Фрагмент:
Анна Матвеева — автор романов «Перевал Дятлова, или Тайна девяти», «Есть!» и «Каждые сто лет», сборников рассказов «Лолотта и другие парижские истории», «Спрятанные реки», «Катя едет в Сочи», а также книг «Горожане» и «Картинные девушки».
В романе «Завидное чувство Веры Стениной» рассказывается история женской дружбы‑вражды. Вера, искусствовед, мать‑одиночка, постоянно завидует своей подруге Юльке. Юльке же всегда везет, и она никому не завидует, а могла бы — той же Вере, ведь она обладает уникальным даром — по‑особому чувствовать живопись: разговаривает с портретами, ощущает аромат нарисованных цветов и слышит музыку, которую играют изображенные на картинах артисты...
Роман многослоен: анатомия зависти, соединение западноевропейской традиции с русской ментальностью, легкий детективный акцент и — в полный голос — гимн искусству и красоте.

Записанные сведения:
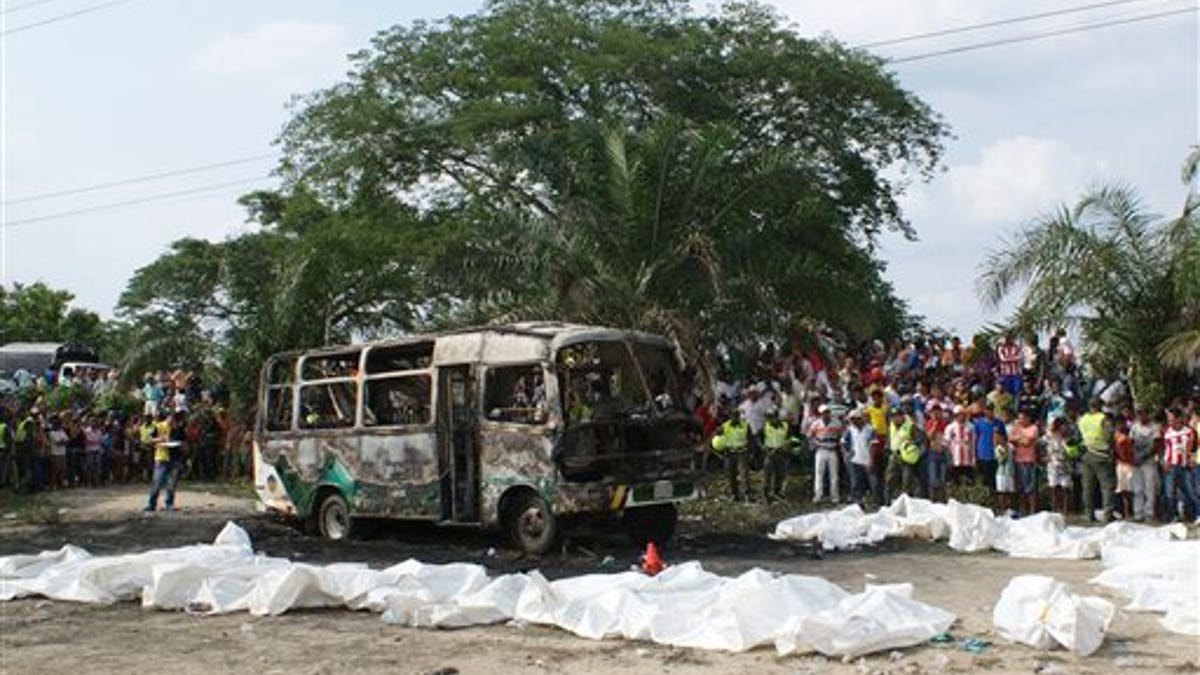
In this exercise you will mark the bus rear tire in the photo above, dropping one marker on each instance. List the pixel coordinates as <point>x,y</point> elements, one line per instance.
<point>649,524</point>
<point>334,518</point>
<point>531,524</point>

Задания:
a) Выведите дословно отрезок фрагмента от слов «Анна Матвеева —» до слов «искусству и красоте.» включительно.
b) Какова, согласно фрагменту, профессия Веры?

Ожидаемые результаты:
a)
Анна Матвеева — автор романов «Перевал Дятлова, или Тайна девяти», «Есть!» и «Каждые сто лет», сборников рассказов «Лолотта и другие парижские истории», «Спрятанные реки», «Катя едет в Сочи», а также книг «Горожане» и «Картинные девушки».
В романе «Завидное чувство Веры Стениной» рассказывается история женской дружбы‑вражды. Вера, искусствовед, мать‑одиночка, постоянно завидует своей подруге Юльке. Юльке же всегда везет, и она никому не завидует, а могла бы — той же Вере, ведь она обладает уникальным даром — по‑особому чувствовать живопись: разговаривает с портретами, ощущает аромат нарисованных цветов и слышит музыку, которую играют изображенные на картинах артисты...
Роман многослоен: анатомия зависти, соединение западноевропейской традиции с русской ментальностью, легкий детективный акцент и — в полный голос — гимн искусству и красоте.

b) Вера — искусствовед.